#### Source passage:
-----

PHOENIX (AP) — Connie Hawkins, basketball’s dazzling New York playground great who soared and swooped his way to the Hall of Fame, has died. He was 75.
His death was announced Saturday by the Phoenix Suns, the team with which he spent his most productive NBA seasons in a career delayed for years by a point-shaving scandal that led to the league blackballing him, even though he was never directly linked to any wrongdoing.
The Suns did not disclose the cause of Friday’s death. Hawkins, who lived in the Phoenix area, had been in frail health for several years and was diagnosed with colon cancer in 2007.
“We lost a legend,” said Jerry Colangelo, the Suns general manager when Hawkins played and later the owner of the franchise, “a player I had a very deep affection for who kind of put us on the map.”
“The Hawk,’” as he came to be known for his soaring repertoire, was born on July 17, 1942, in Brooklyn, where he could dunk by age 11 and ruled the asphalt playgrounds, tales of his basketball feats spreading across the boroughs.

-----

(Point-per-instance localization data)
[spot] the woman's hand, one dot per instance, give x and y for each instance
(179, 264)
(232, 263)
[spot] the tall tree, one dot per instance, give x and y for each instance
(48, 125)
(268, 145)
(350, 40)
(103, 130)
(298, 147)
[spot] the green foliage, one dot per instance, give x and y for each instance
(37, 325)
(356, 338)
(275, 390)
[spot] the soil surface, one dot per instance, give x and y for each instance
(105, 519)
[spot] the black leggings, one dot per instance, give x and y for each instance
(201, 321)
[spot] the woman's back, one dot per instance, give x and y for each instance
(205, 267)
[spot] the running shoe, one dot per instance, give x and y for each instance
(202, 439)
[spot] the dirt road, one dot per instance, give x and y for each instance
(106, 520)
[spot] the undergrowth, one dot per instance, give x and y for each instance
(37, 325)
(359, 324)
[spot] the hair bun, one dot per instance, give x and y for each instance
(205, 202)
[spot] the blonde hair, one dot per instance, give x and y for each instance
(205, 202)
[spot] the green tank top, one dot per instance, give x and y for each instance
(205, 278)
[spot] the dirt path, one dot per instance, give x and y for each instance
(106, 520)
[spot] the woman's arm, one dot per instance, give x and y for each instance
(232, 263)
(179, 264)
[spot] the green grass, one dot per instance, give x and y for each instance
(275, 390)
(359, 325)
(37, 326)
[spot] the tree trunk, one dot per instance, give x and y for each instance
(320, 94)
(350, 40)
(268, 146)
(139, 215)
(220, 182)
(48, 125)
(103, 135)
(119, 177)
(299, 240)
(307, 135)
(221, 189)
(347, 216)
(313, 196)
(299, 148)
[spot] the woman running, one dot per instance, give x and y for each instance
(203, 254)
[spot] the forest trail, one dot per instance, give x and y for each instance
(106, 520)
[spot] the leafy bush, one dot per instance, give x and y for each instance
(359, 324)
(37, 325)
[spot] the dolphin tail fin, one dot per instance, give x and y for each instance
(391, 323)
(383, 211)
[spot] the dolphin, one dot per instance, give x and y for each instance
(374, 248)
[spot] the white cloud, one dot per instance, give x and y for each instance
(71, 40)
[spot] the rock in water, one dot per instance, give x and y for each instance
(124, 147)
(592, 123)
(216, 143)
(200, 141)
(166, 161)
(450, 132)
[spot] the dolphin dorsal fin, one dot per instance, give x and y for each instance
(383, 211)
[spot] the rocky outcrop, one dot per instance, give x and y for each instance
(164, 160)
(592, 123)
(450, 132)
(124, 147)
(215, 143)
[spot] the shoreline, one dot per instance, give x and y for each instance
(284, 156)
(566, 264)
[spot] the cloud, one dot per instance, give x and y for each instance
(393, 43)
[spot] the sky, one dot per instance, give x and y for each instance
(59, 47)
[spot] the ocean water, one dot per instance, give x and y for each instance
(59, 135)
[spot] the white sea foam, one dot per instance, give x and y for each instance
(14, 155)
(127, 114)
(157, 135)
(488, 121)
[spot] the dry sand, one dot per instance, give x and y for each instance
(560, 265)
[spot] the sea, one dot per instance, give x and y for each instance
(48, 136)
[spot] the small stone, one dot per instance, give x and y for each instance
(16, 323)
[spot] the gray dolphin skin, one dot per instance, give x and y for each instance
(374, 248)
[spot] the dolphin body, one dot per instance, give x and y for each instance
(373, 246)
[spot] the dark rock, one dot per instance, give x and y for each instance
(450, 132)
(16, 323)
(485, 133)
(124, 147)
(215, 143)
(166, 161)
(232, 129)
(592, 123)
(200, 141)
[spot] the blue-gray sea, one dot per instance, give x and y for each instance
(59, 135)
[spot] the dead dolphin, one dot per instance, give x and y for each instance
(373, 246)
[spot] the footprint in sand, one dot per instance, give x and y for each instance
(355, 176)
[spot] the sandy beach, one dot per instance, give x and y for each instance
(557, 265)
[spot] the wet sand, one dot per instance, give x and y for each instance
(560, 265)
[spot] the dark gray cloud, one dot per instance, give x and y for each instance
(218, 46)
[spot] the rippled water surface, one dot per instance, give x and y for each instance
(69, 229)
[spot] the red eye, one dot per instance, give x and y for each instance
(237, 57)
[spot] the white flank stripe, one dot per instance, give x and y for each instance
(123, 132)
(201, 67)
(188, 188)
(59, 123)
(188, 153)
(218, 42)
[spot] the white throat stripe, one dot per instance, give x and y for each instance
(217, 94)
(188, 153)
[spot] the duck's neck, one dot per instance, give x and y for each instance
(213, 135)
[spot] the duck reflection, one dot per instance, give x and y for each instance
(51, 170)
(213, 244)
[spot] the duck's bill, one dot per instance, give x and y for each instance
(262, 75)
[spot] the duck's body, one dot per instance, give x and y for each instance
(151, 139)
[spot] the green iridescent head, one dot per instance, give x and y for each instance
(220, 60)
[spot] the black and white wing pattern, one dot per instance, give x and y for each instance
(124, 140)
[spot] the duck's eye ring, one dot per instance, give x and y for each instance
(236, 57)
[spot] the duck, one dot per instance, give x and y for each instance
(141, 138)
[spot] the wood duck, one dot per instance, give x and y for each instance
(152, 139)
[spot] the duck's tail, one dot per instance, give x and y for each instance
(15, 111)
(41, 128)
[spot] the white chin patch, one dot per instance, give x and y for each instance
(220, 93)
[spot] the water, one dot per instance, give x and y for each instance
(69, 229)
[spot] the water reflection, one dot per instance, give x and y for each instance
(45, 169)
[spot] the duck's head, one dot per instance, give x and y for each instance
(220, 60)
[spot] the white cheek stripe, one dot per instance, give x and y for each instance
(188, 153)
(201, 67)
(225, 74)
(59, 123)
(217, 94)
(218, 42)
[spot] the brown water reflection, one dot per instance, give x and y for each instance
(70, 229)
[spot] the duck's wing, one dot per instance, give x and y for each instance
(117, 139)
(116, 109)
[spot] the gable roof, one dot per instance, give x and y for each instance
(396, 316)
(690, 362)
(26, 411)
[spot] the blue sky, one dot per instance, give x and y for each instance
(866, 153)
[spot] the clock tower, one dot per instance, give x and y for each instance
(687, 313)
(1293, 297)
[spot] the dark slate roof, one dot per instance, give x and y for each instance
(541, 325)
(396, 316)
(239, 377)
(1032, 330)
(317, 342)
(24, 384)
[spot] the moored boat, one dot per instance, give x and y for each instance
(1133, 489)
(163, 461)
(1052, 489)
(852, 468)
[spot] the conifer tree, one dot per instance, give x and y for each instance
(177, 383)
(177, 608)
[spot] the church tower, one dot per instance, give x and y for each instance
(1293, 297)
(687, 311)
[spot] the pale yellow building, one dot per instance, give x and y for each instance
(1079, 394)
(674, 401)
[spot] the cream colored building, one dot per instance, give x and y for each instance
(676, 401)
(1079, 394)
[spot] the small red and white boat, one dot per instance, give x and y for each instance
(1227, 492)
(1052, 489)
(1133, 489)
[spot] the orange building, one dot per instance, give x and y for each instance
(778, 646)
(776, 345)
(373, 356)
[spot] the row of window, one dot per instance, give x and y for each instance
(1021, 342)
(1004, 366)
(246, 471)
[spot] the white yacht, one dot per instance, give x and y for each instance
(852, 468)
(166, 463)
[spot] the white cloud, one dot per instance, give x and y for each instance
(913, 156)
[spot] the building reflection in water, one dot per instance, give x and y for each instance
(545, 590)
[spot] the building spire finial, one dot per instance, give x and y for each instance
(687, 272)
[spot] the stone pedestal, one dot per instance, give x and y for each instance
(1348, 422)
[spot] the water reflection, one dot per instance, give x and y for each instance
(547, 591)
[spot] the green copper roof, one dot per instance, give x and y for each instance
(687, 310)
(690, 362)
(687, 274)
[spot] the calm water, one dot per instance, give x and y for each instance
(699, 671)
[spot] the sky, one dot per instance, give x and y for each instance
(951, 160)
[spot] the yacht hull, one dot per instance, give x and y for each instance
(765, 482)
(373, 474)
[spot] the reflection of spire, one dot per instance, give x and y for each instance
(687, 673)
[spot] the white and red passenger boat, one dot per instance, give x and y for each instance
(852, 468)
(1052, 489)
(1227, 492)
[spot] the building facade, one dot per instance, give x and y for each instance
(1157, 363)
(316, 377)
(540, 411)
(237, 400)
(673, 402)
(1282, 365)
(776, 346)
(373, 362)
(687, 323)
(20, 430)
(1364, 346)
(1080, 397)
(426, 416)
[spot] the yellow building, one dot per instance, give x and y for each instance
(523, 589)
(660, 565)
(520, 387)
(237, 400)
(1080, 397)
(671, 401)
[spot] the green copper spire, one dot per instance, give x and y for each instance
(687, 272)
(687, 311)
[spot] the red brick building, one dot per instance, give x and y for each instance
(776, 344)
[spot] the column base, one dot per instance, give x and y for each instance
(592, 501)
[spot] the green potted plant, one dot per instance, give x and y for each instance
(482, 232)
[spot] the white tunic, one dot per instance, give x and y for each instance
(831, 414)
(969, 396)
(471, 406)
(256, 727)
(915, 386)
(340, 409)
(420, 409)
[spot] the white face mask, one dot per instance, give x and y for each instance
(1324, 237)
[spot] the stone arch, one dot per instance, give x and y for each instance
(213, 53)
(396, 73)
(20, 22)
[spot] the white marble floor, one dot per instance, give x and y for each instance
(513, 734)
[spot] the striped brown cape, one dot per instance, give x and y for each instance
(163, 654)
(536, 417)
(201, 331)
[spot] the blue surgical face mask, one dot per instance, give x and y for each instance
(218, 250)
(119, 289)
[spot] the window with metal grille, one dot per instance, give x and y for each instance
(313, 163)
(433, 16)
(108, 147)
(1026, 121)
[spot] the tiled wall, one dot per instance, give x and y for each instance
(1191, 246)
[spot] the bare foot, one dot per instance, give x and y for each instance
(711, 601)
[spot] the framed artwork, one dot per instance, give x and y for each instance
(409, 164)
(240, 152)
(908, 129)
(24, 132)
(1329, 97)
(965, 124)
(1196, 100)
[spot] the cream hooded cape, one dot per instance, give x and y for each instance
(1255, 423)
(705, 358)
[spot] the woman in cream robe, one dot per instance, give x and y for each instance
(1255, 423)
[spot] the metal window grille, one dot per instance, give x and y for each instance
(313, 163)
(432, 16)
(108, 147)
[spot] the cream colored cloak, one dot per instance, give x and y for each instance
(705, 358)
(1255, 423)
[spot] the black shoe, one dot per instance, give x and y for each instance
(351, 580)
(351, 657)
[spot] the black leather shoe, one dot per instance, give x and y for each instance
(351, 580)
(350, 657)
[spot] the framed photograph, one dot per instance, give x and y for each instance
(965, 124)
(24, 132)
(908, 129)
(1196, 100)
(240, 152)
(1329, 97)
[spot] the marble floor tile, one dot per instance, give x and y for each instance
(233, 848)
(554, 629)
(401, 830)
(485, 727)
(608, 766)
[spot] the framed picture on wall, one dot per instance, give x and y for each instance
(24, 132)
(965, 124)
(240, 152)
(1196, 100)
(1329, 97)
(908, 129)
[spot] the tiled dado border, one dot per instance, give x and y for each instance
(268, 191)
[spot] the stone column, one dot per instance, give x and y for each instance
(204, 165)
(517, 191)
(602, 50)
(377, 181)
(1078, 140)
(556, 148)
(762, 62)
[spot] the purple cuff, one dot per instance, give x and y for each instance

-----

#### Exercise tasks:
1. Condense the paragraph of the Connie Hawkins obituary beginning "His death was announced Saturday" into a shorter version that keeps its main facts.
2. Write the next part of the Connie Hawkins obituary, picking up after its final sentence.

#### Responses in order:
1. The Phoenix Suns announced his death on Saturday. He spent his most productive NBA seasons with the Suns. His career had been delayed for years because the league blackballed him over a point-shaving scandal, although he was never directly linked to any wrongdoing.

2.
He was a decent shooter, but he was at his masterful best should anyone dare to try to cover him one-on-one.
“One of the first players to play above the rim,‘” Colangelo said, “and kind of set the tone for those who followed, Julius Erving in particular, in terms of charisma on the court and the ability to do things on court.’”
Hawkins would blow by defenders and, gripping the ball in one hand, finish with breathtaking wizardry or a thunderous slam, seemingly defying laws of gravity.
“Someone said if I didn’t break them, I was slow to obey them,’” he once said.
Before there was the persona of “Dr. J,’” Hawkins produced his own brand of basketball theater, although for many years he played before decidedly smaller houses.
“‘The Hawk’ revolutionized the game and remains to this day an icon of the sport and one of basketball’s great innovators,” the Suns said in their statement. “His unique combination of size, grace and athleticism was well ahead of its time and his signature style of play is now a hallmark of the modern game.”
Hawkins toured the world with the Harlem Globetrotters then played two seasons in the ABA and was the league’s Most Valuable Player in 1968, helping the Pittsburgh Pipers to a title.
He didn’t play in the NBA until he was 27, the league keeping its distance because of a college point-shaving scandal in New York City while Hawkins was a freshman at Iowa in 1961. Hawkins was never directly associated with the scandal and the principals always contended he had nothing to do with it, but the NBA barred him nonetheless.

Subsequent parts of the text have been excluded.